- _WHAT IS ASKED_
Return every line of the entries below word for word, leaving out the pictures.

━━ LISTING ━━

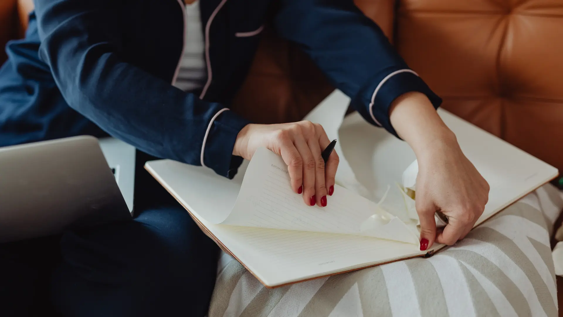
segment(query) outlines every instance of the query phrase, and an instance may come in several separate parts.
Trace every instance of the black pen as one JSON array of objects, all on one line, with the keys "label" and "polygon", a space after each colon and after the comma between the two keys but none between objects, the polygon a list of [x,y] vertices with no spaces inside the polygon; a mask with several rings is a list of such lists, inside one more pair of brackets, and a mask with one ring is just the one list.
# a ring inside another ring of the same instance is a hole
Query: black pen
[{"label": "black pen", "polygon": [[327,148],[324,149],[323,153],[320,154],[320,156],[323,157],[323,160],[324,160],[324,163],[327,164],[327,161],[328,161],[328,157],[330,156],[330,153],[332,153],[332,150],[334,149],[334,146],[336,145],[336,139],[333,140],[330,144],[328,144]]}]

━━━

- _SOLUTION TO THIS TASK_
segment(query) outlines every instance of the query phrase, and an instance may come in several separate parts.
Trace every instance of the black pen as one JSON array of objects, all on one line, with the keys "label" and "polygon", a space after each colon and after the comma between the two keys but none between objects, the polygon a list of [x,y] vertices with no spaces inside the polygon; a mask with several rings is a list of such lists, inside one more pair of brackets, and a mask with one ring is just the one list.
# a ring inside another ring of the same instance is a hole
Query: black pen
[{"label": "black pen", "polygon": [[327,148],[324,149],[323,153],[320,154],[320,156],[323,157],[323,160],[324,160],[324,163],[327,164],[327,161],[328,161],[328,157],[330,156],[330,153],[332,153],[332,150],[334,149],[334,146],[336,145],[336,139],[333,140],[330,144],[328,144]]}]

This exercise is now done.